▶ Problem requirements
Render every entry verbatim.

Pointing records
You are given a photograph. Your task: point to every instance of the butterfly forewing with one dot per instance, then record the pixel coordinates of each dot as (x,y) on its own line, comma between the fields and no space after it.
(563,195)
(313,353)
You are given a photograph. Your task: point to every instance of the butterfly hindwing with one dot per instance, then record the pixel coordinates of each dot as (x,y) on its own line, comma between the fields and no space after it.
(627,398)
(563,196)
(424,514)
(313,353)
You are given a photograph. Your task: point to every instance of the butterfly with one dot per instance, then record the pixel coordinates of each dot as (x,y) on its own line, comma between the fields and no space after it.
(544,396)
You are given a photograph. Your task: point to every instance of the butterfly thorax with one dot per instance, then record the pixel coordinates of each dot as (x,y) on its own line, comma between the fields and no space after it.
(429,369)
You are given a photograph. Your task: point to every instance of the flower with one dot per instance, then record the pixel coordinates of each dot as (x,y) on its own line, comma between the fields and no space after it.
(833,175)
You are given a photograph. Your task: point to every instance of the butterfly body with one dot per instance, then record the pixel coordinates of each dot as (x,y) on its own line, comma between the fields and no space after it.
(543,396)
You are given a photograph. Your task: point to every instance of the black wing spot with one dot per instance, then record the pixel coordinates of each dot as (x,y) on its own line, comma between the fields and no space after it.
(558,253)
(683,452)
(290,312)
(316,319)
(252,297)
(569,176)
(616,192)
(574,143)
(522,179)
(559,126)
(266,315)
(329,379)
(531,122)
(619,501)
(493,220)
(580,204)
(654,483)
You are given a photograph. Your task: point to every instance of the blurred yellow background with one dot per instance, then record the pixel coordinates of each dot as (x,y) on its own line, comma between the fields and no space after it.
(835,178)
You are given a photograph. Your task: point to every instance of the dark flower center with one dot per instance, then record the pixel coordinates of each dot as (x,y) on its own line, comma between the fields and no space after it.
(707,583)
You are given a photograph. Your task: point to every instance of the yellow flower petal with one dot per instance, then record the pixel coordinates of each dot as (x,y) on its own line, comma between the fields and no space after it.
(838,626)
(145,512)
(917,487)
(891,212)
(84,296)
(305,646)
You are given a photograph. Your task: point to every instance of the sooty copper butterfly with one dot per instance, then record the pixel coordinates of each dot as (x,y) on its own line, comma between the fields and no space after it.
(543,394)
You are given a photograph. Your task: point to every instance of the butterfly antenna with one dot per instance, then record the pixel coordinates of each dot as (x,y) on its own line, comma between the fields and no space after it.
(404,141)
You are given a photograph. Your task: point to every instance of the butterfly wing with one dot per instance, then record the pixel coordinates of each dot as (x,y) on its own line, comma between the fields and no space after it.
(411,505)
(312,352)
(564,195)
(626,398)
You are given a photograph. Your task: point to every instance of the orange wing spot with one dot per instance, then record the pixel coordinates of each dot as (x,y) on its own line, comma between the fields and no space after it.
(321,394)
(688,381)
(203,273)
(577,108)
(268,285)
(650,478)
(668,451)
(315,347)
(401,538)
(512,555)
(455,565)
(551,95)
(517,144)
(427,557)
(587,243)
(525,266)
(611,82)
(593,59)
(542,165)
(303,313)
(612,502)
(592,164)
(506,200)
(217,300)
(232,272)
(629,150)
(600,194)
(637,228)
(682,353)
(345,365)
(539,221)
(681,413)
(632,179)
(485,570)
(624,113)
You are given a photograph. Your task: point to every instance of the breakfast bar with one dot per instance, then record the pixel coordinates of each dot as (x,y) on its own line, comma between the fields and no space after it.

▶ Solution to this exercise
You are given a photograph. Your task: point to every instance of the butterfly forewing with one dot per instance, then record the pixel coordinates of each dot as (x,y) on its own line, comma between the fields and no space after it.
(563,195)
(313,353)
You are given a photograph. Your task: point to every instance of the butterfly hindwing with one dot per instance, then record the pixel coordinates of each dot as (x,y) on its own line, comma between the fields and no space after it.
(627,398)
(563,196)
(424,514)
(313,353)
You are given a photograph. Your task: point to every instance of the butterfly with one dot per instance, then record the pixel coordinates of each dot as (x,y) on its own line, comma between the fields and no space after it.
(544,396)
You are given a photograph. Your task: point to every instance of the butterfly thorax with one dot per instance, then record the pixel coordinates of each dot as (x,y) on its own line, comma between the fields and no space after it.
(429,369)
You are given a photograph. Your task: point to every instance of the flower with one dot per instance, then record the pixel coordinates of each dot as (x,y) on its own line, comma between the fields and no space after it.
(833,175)
You are given a photograph. Your task: point to every instance of the butterfly body with one dot per instance, then record the pixel coordinates of each dot as (x,y) on its own line, comma between the fields and no space after it.
(543,396)
You are given a photograph. Your task: point to every instance of the black wing spot with one dot per instance, then record the pixel coordinates of each dot as (x,y) on its own line, comma between the fields and no space after it.
(558,253)
(683,452)
(290,312)
(316,319)
(252,297)
(569,176)
(616,192)
(574,143)
(522,179)
(559,126)
(266,315)
(329,379)
(531,122)
(619,501)
(493,220)
(580,204)
(654,483)
You are given a photograph. Your task: point to every instance of the blurred yellow background with one dot per instance, then record the pixel coordinates of each dot as (x,y) on its own line, comma between the fields and no space after it.
(835,178)
You are given a photograph. Your task: point to every instance of the dark flower center with one dot per instance, then record the pixel coordinates of each dot as (x,y) on its own line, comma between the fields and no space after it.
(707,583)
You are given a photograph. Your task: point to every instance of the yellow flower petal with one dot per instance, then record the pixel coordinates of each dot as (x,y) on its own line, comma between the fields and no space after it.
(838,626)
(145,512)
(917,487)
(891,212)
(84,296)
(305,646)
You are given a photograph. Your task: point to every instance of the sooty copper butterfly with one dot per instance, then record the pixel coordinates of each dot as (x,y) on its own line, comma between the fields and no space after it.
(543,394)
You are given a photograph. Your task: point to every instance of the butterfly antenna with one dot per instance, then record the pixel coordinates of each dot as (x,y) on its own line, comma between the fields and no space after it.
(404,141)
You are given a photograph. Your task: point to every instance of the butterfly wing with one dot per instance, then record the pixel coordinates of each dot as (x,y) on its own line, comma between the fields and no space after it.
(411,505)
(312,352)
(564,195)
(626,398)
You are given a photograph. Your task: point to every instance of the orange wing spot with one dot per instance, then record the pixel coordinates of each dot as (x,y) on its own line, comma between the fields and no space after it.
(321,394)
(688,381)
(203,273)
(577,108)
(268,285)
(650,478)
(668,451)
(315,347)
(401,538)
(512,555)
(455,565)
(551,95)
(517,144)
(427,557)
(587,243)
(525,266)
(611,82)
(593,59)
(542,165)
(303,313)
(612,502)
(592,164)
(506,200)
(217,300)
(232,272)
(629,150)
(600,194)
(637,228)
(682,353)
(345,365)
(539,221)
(681,413)
(632,179)
(485,570)
(624,113)
You are given a photograph. Your task: point to every instance of the breakfast bar with one dot per instance, then record the pixel coordinates of each dot as (x,y) on its own line, comma between the fields and no space after it.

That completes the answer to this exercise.